** start of Document excerpt **

People love their iGoogle, but Google has announced that it will be killed off the personalised portal on November 1 next year. Why? Well, they are killing it so they can focus “our energy on the products with the biggest potential to make a difference.” Fans are screaming for it to survive, but unless Google managed to change their minds, you have around a year to find an alternative. We have found five that could replace it. You can view them after the jump.

Netvibes

Remember them? This was, back then, considered the darling of personalised homepages winning several awards such as CNET’s Webware 100 and TechCrunch’s Crunchies in 2007. But then, it fell back into obscurity. But if you want to retain your iGoogle experience – with all the feeds, widgets and themes – then you should consider Netvibes.
There are some additional features that sets Netvibes apart from iGoogle like customising the page’s column layout, and a ‘Reader’ mode that makes it more like Google Reader than iGoogle.
It has become more ‘business-orientated’, however it does have a free version to create a personal ‘page’. It also, like iGoogle, has no shortage of applications. There are nearly 150,000 apps for Netvibes, including many for Google’s services like News and Calendar (though, not officially made by them).
- netvibes.com

uStart

Another iGoogle alternative, and another one from France. uStart is similar with iGoogle mainly because of the widgets, tabs and themes. You can also further customise a theme with custom skins (you define the background colours and images, it doesn’t offer any of its own). It also has an RSS Reader, but like Netvibes, these cannot be separated – they have to widgets in a tab page.
It’s design is very rough (Netvibes has a far more better design), and the occasional spelling differences (it managed to use two versions of customise, and spelt useful as “usefull”) but it does the job.
- ustart.org

Protopage

Found this after one person I follow on Twitter mentioned it, and this is pretty much the most customisable ‘personalised homepage’ as you get it. While there are no preset themes, you can customise the colour, the background, the size of the widgets (you can have widgets occupy the entire page). You can customise the columns each tabs have, and you can even make the widgets be in any location on the page with the “Free positioning” layout.
However, it is pretty basic in terms of apps. It, like uStart, can add RSS feeds but doesn’t have much in terms of third-party apps that iGoogle and Netvibes offer. The design is reminiscent of the early days of Web 2.0, but if you require the most basic functions then this will pretty much satisfy.

** end of Document excerpt **

**What to do:** Please rewrite the paragraph in the iGoogle alternatives article that begins "It has become more ‘business-orientated’" as a short bulleted list that keeps its main facts. The material that comes next is separate from the iGoogle alternatives article.

** start of Entries provided **

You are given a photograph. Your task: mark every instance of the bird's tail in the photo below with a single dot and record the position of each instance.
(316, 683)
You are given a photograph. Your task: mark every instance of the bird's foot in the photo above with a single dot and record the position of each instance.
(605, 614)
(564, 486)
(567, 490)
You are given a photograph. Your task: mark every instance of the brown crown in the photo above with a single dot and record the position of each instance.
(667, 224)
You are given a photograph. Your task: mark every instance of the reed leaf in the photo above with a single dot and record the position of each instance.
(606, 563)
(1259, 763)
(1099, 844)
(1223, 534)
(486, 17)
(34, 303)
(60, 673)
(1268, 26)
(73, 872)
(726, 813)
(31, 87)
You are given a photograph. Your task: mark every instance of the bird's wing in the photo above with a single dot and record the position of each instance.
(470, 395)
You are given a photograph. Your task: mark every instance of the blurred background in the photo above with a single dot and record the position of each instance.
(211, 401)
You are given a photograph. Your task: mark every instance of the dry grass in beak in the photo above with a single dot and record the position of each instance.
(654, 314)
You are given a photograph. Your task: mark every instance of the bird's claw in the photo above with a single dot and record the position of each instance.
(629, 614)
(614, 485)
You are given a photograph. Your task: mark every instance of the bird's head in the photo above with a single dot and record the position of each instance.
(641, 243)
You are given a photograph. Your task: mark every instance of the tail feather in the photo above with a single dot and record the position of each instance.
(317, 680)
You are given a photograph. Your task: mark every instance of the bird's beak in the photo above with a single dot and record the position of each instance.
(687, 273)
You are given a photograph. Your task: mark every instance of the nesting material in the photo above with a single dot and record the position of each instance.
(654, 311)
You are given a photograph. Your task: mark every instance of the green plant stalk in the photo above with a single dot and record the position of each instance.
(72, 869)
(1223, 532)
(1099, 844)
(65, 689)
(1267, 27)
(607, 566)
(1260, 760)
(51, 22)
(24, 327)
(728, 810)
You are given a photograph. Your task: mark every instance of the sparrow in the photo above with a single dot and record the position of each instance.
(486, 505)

** end of Entries provided **

**Task output:**
- Netvibes has become more business-oriented, but it still offers a free version for creating a personal page.
- Like iGoogle, it has plenty of applications, nearly 150,000 in all.
- These include apps for Google services such as News and Calendar, though Google did not officially make them.